■ **演習の課題**:
a. 本文によると、筆者がいま手元で開いている俳句集は、だれの何という作品ですか。
b. 本文の内容を二文でまとめなさい。
c. 本文から、「アーモンドミルクでコーヒーベ」を含む箇所で始まり、「きっかけがなかったというか。」で終わる部分を、一字も変えずに抜き出しなさい。

■ **本文**:
______________________________
【#30】アーモンドミルクを注ぐ人類の午後【Sandwiches'25】

 
 
 
 

アーモンドミルクでコーヒーベースを割ったものが美味しく、家ではそればかり飲むようになった。牛乳より、甘すぎないのがいいのかもしれない。作業するとき、本を読むとき、必ず傍にはグラスを置いている。たまに、チョコレートとか、ドーナツなども一緒にあるとなお嬉しい。最近は体重が増えるばかりなので、本当はお菓子など控えた方が良いのはわかっているけれど。

いま手元で開いているうちの一冊は、堀田季何『人類の午後』なる俳句集。正直なところ、わたしはふだん俳句作品を読んだり、書いたりする習慣がない。松尾芭蕉や与謝蕪村、あと『まんがで学習 おぼえておきたい俳句100』(小学校のころに「4コマ漫画が載っている」という理由だけで何度となく読み返した思い出の一冊)は今でも本棚の手に取れる場所に置いてあるが、現代作家の俳句集を買ったのははじめてかもしれない。読まないことにとくに理由はないのだ、ただ、きっかけがなかったというか。

ではなぜこの本を手に取ったかと言えば、わたしも参加させてもらっている東京・青山ブックセンターの選書フェア「333人が、この夏おすすめする一冊。」で、愛読しているある作家が挙げたタイトルであったからだ。自分の好きな作家が推す作品なのだから、それは読まねばならん、とろくに中身もあらためずレジに運んだわけだった(個人的に、自身の購買行動におけるこの種の軽薄さは「あって良し」として生きている。好きな人が、好きなもの。そりゃ知りたいに決まっているもの)。
______________________________
■ **記録一覧**:

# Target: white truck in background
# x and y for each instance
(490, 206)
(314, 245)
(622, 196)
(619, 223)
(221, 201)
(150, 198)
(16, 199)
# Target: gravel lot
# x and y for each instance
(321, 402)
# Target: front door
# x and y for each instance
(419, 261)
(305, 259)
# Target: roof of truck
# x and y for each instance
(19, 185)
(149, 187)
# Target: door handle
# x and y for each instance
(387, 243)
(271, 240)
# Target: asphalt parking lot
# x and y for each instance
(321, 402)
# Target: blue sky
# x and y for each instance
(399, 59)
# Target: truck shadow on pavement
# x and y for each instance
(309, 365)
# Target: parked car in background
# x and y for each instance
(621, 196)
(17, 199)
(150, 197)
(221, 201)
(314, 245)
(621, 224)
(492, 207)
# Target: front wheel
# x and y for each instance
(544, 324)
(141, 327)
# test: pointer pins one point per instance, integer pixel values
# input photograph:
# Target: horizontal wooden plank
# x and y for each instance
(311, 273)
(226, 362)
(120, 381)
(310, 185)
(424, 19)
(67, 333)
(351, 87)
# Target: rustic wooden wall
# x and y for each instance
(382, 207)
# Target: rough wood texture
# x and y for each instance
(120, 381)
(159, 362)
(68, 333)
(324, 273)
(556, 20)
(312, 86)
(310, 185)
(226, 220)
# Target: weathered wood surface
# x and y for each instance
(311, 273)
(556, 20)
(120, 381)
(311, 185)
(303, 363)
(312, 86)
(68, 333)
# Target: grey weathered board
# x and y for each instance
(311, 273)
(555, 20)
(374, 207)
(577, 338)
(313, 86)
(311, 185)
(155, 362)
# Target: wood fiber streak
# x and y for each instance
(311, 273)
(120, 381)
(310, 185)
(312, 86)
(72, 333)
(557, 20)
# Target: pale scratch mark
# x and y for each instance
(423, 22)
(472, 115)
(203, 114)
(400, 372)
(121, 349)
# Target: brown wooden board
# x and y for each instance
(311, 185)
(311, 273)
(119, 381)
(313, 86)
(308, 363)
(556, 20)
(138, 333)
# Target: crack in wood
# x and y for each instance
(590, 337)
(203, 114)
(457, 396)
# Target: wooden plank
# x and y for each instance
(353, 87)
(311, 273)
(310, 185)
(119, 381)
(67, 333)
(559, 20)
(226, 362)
______________________________
■ **解答一覧**:
a. 堀田季何の『人類の午後』です。

b. 筆者は家でアーモンドミルクでコーヒーベースを割ったものばかり飲むようになり、作業や読書のときには必ずそばにグラスを置いている。いま開いている堀田季何の俳句集『人類の午後』は、ふだん俳句を読む習慣のない筆者が、東京・青山ブックセンターの選書フェアで愛読する作家が挙げていたことをきっかけに買った一冊である。

c.
アーモンドミルクでコーヒーベースを割ったものが美味しく、家ではそればかり飲むようになった。牛乳より、甘すぎないのがいいのかもしれない。作業するとき、本を読むとき、必ず傍にはグラスを置いている。たまに、チョコレートとか、ドーナツなども一緒にあるとなお嬉しい。最近は体重が増えるばかりなので、本当はお菓子など控えた方が良いのはわかっているけれど。

いま手元で開いているうちの一冊は、堀田季何『人類の午後』なる俳句集。正直なところ、わたしはふだん俳句作品を読んだり、書いたりする習慣がない。松尾芭蕉や与謝蕪村、あと『まんがで学習 おぼえておきたい俳句100』(小学校のころに「4コマ漫画が載っている」という理由だけで何度となく読み返した思い出の一冊)は今でも本棚の手に取れる場所に置いてあるが、現代作家の俳句集を買ったのははじめてかもしれない。読まないことにとくに理由はないのだ、ただ、きっかけがなかったというか。